| CHALLENGE |
Transcribe the data that follows precisely, omitting nothing.
+++ MATERIAL TO PROCESS +++
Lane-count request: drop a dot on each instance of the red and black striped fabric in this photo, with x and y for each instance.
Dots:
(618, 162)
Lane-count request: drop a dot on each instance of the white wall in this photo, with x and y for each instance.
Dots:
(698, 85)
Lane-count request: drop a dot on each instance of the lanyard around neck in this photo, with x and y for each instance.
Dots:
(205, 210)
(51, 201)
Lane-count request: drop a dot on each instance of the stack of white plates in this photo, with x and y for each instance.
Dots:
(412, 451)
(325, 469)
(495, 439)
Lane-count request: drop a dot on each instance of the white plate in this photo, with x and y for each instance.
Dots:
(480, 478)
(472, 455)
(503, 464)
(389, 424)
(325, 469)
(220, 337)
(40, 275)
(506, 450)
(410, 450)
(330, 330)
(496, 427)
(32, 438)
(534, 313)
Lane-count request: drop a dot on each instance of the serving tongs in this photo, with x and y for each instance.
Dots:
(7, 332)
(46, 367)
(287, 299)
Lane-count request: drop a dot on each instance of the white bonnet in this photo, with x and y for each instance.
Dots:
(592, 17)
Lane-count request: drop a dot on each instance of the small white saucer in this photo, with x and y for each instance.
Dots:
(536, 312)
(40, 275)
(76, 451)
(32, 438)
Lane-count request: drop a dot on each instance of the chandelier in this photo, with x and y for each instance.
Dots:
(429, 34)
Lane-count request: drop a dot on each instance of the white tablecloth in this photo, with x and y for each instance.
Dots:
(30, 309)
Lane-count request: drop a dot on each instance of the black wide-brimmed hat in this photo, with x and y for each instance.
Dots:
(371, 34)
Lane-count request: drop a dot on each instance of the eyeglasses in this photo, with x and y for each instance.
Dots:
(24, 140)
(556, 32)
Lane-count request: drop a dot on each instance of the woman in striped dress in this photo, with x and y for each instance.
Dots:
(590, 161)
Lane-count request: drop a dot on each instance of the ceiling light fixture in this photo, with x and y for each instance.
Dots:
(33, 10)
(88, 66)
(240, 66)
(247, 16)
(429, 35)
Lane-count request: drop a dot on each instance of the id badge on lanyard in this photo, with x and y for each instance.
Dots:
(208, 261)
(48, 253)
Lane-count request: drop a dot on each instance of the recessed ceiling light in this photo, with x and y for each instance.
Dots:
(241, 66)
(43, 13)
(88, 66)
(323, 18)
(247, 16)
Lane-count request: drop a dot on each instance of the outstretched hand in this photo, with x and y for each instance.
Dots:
+++
| TASK RESPONSE |
Lane-count request: drop a dot on each instance of the red and black striped fabric in this photo, with x and y for each instance.
Dots:
(618, 162)
Lane-count request: drop a dot on each instance of the white wall in this photo, with x and y for each instance.
Dots:
(698, 85)
Lane-count request: drop a dot on each instance of the lanyard around neck in this photo, with x and y for each instance.
Dots:
(205, 210)
(51, 201)
Lane-count request: drop a dot on each instance of the stack of white plates in this photo, with x and y for each instance.
Dots:
(412, 451)
(325, 469)
(495, 439)
Lane-count request: drop a dot on each instance of the white plate in this photo, with x and y for each instance.
Dots:
(480, 478)
(472, 455)
(503, 464)
(389, 424)
(325, 469)
(220, 337)
(40, 275)
(506, 450)
(410, 450)
(330, 330)
(496, 427)
(32, 438)
(534, 313)
Lane-count request: drop a dot on each instance of the serving tongs in this photo, with x and y for each instance.
Dots:
(7, 332)
(46, 367)
(287, 299)
Lane-count request: drop a dot on each instance of the white bonnet in this photo, with x and y for each instance.
Dots:
(592, 17)
Lane-count request: drop a dot on each instance of the small white saucer in this photo, with x and y for each instance.
Dots:
(536, 312)
(40, 275)
(76, 451)
(32, 438)
Lane-count request: drop a dot on each instance of the chandelier in this photo, with x and y for each instance.
Dots:
(429, 34)
Lane-count request: drop a dot on each instance of the white tablecloth in this photo, with x and y for each instance.
Dots:
(30, 309)
Lane-count request: drop a dot on each instance of the black wide-brimmed hat in this photo, with x and y for each instance.
Dots:
(371, 34)
Lane-count request: drop a dot on each instance of the eyeglasses in this photo, with x and y for each instance.
Dots:
(24, 140)
(556, 32)
Lane-count request: drop a dot on each instance of the woman in striped dress in this photo, with x and y for each instance.
Dots:
(590, 161)
Lane-count request: drop a dot on each instance of the ceiling light fixture in this photo, with x and y for each instance.
Dots:
(33, 10)
(88, 66)
(240, 66)
(247, 16)
(429, 35)
Lane-count request: drop a dot on each instance of the id badge on lanyard in this photo, with x and y for each instance.
Dots:
(208, 261)
(48, 253)
Lane-count request: drop a dot on each instance of the recessed ceiling light in this photo, with x and y for each instance.
Dots:
(241, 66)
(43, 13)
(88, 66)
(323, 18)
(247, 16)
Lane-count request: drop a dot on each instance of the outstretched hand in this photo, with x and y for each instance.
Dots:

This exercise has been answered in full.